• _Activity A_
According to the PIP 84 discussion thread, where are interceptors located?
• _Activity B_
Pick up the PIP 84 discussion thread on producer defaults and continue it from its last line.

• _Reading passage_
-- Opening Marker --
Re: [DISCUSS] [Proposal] PIP 84: Cluster-Wide and Function-Specific Producer Defaults

Devin Bost Thu, 01 Apr 2021 19:13:59 -0700

What would be some of the additional benefits of using the interceptor
approach?


--
Devin G. Bost

On Thu, Apr 1, 2021, 6:03 PM Jerry Peng <jerry.boyang.p...@gmail.com> wrote:

> Devin,
>
> Interceptors are located on the server side (broker/worker).  Cluster
> admins would create  the plugins  based on the interfaces I described and
> install them on the server side.  Regular function developers will not
> implement or interact directly with the interceptor.
>
> > Would it be better to just ignore WorkerConfig defaults during function
> update?
>
> Yes.
>
> If the cluster admin changes the function config defaults and wants
> existing functions to utilize those configs that have changed, the admin
> can just update those configs of the functions through the regular update
> mechanism for functions we have today.
>
>
>
> On Thu, Apr 1, 2021 at 4:51 PM Devin Bost <devin.b...@gmail.com> wrote:
>
> > Would it be better to just ignore WorkerConfig defaults during function
> > update? We could still update the function producer behavior through the
> > producerConfig passed as a REST parameter, but we'd avoid the edge case I
> > mentioned.
-- Closing Marker --
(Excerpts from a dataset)
-- Opening Marker --
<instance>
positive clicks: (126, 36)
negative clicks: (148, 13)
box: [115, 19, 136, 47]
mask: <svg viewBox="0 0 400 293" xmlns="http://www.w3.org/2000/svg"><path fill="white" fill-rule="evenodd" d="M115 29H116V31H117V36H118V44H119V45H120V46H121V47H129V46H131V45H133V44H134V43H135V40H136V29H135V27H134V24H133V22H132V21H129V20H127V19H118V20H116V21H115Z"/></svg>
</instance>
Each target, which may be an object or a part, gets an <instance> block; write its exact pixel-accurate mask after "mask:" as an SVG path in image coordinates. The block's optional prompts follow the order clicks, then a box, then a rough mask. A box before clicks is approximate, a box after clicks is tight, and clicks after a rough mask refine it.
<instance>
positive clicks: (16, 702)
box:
-- Closing Marker --
-- Opening Marker --
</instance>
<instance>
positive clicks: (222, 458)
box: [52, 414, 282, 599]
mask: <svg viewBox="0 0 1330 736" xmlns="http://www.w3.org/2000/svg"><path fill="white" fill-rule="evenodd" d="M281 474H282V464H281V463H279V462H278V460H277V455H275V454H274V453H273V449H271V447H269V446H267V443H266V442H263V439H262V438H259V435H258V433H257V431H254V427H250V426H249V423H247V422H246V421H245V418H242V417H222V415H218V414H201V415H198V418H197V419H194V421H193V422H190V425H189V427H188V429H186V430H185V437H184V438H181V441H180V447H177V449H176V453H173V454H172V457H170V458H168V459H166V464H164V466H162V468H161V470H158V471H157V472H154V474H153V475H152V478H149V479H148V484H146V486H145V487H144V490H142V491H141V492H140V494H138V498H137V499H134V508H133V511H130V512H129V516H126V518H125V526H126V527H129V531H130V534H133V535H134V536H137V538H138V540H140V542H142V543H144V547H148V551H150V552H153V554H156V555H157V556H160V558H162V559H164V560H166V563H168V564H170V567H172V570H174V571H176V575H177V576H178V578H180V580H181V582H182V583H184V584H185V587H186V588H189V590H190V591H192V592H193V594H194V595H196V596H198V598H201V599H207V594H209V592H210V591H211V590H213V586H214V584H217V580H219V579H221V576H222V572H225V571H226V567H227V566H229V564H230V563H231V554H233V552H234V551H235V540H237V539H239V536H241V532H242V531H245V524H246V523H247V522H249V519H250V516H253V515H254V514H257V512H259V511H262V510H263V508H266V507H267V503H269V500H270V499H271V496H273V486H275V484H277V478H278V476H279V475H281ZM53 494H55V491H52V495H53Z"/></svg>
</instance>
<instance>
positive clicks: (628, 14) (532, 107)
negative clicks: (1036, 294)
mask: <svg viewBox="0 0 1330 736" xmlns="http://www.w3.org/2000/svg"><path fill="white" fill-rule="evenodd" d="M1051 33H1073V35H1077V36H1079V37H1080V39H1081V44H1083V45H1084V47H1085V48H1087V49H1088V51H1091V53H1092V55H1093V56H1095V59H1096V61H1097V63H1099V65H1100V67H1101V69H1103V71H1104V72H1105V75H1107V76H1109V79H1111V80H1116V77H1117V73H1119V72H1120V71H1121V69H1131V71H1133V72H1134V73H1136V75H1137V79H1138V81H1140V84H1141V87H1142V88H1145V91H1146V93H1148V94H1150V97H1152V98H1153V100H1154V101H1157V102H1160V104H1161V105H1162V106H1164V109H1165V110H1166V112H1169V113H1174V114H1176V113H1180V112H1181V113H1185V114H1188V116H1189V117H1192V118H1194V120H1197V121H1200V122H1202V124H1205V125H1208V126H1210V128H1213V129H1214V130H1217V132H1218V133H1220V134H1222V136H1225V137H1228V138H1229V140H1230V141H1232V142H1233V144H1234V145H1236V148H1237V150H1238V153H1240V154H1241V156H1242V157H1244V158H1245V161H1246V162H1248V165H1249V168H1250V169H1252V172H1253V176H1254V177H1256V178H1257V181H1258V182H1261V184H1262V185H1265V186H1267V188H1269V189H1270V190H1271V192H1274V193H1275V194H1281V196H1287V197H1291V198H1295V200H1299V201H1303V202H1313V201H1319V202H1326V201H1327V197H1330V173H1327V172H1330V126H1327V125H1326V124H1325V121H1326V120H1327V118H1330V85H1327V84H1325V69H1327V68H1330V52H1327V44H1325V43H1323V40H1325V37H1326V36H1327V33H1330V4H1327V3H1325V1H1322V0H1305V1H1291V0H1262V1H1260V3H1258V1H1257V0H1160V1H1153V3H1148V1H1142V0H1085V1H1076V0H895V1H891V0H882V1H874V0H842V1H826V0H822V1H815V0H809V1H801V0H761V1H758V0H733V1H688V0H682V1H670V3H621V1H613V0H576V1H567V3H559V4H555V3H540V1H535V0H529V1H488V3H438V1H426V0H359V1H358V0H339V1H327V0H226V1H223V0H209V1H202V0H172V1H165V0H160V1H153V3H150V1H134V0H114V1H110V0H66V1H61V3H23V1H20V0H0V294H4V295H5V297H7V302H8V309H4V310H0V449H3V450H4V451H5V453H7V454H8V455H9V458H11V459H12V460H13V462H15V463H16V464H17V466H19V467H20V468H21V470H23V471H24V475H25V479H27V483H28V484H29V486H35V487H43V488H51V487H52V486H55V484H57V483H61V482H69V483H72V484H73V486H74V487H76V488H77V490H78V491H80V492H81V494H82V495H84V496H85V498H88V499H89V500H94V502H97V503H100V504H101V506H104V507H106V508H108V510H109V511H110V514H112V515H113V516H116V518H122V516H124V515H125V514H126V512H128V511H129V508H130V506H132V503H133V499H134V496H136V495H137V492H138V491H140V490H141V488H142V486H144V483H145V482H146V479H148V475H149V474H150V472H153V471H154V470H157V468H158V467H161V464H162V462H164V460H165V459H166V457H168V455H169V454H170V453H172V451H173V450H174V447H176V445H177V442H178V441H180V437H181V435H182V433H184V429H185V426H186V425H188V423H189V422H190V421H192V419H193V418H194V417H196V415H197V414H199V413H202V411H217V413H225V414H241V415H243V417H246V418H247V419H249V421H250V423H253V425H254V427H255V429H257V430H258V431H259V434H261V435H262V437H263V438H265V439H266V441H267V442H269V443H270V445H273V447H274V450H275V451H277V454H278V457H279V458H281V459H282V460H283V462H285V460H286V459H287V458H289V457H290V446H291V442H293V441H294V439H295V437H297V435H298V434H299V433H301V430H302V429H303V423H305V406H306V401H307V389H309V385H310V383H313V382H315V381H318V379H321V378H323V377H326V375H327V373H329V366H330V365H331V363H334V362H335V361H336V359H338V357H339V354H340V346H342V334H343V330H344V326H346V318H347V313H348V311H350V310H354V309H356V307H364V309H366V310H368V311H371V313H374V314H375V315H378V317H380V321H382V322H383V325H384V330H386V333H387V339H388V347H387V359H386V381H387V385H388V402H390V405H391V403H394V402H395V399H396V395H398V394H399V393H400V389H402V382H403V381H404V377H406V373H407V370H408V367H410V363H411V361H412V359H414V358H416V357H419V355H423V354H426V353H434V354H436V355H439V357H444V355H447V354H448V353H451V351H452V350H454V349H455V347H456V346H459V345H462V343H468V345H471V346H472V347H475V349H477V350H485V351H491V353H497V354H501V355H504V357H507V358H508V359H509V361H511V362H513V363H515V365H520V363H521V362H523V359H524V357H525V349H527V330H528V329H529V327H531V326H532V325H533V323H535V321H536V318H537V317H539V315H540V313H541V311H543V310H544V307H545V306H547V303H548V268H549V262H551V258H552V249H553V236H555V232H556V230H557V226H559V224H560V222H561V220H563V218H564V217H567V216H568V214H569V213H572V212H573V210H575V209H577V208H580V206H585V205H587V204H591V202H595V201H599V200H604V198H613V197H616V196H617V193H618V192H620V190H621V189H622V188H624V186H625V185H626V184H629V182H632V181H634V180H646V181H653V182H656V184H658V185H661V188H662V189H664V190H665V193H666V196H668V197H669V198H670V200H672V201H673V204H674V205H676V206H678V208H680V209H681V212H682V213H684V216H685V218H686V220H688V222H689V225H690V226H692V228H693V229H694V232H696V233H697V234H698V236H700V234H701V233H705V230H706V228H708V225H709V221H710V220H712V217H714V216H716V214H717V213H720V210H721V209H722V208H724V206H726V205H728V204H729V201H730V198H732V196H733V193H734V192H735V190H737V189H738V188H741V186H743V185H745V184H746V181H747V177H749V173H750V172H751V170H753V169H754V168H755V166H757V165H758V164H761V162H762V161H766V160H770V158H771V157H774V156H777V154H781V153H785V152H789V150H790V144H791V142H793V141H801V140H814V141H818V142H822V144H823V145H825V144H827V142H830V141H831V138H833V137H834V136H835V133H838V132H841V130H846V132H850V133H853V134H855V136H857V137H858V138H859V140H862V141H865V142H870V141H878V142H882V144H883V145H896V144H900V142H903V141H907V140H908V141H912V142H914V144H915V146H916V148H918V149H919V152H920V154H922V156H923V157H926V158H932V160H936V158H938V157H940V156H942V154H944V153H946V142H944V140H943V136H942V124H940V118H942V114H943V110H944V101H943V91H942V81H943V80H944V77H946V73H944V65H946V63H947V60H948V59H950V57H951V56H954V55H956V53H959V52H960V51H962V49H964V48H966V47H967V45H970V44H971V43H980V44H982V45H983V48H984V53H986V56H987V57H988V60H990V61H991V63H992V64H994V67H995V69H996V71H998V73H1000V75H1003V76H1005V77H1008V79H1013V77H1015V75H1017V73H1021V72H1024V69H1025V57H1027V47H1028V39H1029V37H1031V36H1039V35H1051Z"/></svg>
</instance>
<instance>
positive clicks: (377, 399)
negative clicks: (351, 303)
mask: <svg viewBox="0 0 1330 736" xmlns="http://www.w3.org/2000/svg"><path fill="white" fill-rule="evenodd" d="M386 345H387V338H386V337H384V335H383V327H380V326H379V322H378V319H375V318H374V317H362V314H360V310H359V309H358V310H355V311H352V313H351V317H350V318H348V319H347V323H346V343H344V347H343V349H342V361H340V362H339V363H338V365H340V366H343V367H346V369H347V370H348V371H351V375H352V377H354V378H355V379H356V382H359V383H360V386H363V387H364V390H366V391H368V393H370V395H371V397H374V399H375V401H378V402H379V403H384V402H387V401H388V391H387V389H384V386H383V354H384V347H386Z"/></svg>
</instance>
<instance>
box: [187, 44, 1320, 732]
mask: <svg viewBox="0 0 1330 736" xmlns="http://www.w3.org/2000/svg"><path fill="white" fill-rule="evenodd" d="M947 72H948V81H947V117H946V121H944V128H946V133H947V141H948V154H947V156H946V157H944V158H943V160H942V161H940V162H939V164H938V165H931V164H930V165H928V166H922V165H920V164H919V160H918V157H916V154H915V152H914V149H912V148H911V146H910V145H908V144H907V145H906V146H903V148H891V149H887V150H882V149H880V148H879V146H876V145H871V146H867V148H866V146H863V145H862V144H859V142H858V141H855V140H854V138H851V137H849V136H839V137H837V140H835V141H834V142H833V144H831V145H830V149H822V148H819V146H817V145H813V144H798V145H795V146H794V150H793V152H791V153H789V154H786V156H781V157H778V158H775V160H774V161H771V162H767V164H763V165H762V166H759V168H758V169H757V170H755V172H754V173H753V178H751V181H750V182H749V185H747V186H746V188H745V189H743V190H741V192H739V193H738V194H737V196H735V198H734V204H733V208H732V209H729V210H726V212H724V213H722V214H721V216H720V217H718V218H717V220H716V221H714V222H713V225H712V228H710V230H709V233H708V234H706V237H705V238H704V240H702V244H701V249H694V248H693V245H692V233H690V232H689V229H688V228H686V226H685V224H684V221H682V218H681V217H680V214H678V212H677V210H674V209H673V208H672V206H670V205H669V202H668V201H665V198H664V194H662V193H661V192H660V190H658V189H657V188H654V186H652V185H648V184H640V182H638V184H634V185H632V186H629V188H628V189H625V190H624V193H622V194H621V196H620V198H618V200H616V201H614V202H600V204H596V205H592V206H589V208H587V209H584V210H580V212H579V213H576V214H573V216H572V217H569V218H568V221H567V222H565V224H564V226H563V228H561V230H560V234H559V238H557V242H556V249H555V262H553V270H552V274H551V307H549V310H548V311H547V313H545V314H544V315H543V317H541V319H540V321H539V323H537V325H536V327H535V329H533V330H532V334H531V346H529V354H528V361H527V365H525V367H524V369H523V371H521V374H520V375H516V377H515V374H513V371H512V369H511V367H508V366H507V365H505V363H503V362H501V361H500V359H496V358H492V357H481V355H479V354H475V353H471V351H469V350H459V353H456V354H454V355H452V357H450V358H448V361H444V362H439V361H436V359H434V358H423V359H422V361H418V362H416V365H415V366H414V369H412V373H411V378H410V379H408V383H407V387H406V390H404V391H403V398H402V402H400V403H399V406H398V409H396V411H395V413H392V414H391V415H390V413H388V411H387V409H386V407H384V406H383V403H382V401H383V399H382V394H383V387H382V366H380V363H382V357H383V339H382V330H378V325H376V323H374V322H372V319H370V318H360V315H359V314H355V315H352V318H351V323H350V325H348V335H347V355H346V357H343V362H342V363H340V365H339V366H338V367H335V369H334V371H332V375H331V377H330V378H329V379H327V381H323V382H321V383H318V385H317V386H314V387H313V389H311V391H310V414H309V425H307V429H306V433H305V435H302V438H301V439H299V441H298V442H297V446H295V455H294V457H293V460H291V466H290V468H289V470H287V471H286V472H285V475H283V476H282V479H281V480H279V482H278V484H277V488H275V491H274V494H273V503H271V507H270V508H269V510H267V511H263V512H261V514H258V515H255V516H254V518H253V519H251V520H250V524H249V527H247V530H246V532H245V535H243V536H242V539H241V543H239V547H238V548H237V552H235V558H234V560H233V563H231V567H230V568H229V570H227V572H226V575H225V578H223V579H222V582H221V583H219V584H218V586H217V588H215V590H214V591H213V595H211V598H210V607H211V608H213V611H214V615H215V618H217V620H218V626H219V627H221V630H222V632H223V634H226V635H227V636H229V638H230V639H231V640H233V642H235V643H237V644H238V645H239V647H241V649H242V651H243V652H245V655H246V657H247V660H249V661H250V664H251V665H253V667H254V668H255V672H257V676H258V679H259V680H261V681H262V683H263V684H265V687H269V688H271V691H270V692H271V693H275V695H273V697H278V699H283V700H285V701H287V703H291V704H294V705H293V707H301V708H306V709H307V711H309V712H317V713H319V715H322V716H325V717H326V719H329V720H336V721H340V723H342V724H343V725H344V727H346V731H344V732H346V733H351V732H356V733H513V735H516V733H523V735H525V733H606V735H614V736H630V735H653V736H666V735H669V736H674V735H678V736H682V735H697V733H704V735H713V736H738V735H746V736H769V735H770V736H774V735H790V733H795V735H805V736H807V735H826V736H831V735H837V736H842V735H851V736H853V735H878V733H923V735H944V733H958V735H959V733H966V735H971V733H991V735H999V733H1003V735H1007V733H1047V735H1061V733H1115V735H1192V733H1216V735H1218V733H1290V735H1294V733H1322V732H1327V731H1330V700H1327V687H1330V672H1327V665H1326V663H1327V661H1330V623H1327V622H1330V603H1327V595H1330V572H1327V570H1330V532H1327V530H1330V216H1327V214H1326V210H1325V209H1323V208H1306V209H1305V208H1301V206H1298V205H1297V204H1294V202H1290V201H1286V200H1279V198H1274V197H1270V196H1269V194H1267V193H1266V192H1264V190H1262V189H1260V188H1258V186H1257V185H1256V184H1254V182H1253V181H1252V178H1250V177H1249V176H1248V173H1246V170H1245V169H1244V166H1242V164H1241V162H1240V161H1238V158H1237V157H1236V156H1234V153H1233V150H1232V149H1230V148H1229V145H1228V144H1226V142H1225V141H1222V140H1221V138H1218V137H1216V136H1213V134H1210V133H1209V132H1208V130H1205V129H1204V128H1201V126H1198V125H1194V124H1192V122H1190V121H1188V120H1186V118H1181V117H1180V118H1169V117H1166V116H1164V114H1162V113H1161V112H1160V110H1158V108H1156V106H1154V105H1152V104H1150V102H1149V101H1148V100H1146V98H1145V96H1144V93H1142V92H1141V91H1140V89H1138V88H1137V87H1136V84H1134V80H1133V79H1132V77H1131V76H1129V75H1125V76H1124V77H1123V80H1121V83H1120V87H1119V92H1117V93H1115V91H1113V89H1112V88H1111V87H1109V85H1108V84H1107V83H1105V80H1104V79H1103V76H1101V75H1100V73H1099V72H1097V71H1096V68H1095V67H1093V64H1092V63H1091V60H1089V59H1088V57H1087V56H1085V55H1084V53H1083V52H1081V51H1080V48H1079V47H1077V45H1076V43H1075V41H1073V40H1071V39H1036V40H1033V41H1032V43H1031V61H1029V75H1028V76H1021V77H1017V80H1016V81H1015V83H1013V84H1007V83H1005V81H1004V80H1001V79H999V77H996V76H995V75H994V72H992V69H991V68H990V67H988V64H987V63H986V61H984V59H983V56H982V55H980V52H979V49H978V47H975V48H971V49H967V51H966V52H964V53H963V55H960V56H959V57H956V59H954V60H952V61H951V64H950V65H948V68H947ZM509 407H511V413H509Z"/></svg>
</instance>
-- Closing Marker --
• _Exercise output A_
On the server side (broker/worker).

• _Exercise output B_
> >
> > Devin G. Bost
> >
> >
> > On Thu, Apr 1, 2021 at 5:42 PM Devin Bost <devin.b...@gmail.com> wrote:
> >
> > > I just remembered an edge case that motivated me to create that
> > additional
> > > flow.
> > > In my PR, if any producerConfig values are null at registration or
> > update,
> > > we get those values from WorkerConfig instead.
> > > However, when a user runs an update (on a function) for the first time
> > > after upgrading to the version of Pulsar with this feature, if someone
> > has
> > > modified the function_worker.yml file (perhaps without their
> knowledge),
> > > those defaults from function_worker.yml will get picked up because the
> > > existing producerConfig will have null set for those values (because
> the
> > > function was registered prior to the existence of this feature.) So,
> > > the user could be trying to update something unrelated, not realizing
> > that
> > > their function is going to have its producerConfig updated by the
> cluster
> > > defaults. Most users won't be affected by this, but it could be tricky
> to
> > > diagnose for the few who would get impacted by it. (Is this description
> > any
> > > clearer? If not, it might be clearer if I diagram it.)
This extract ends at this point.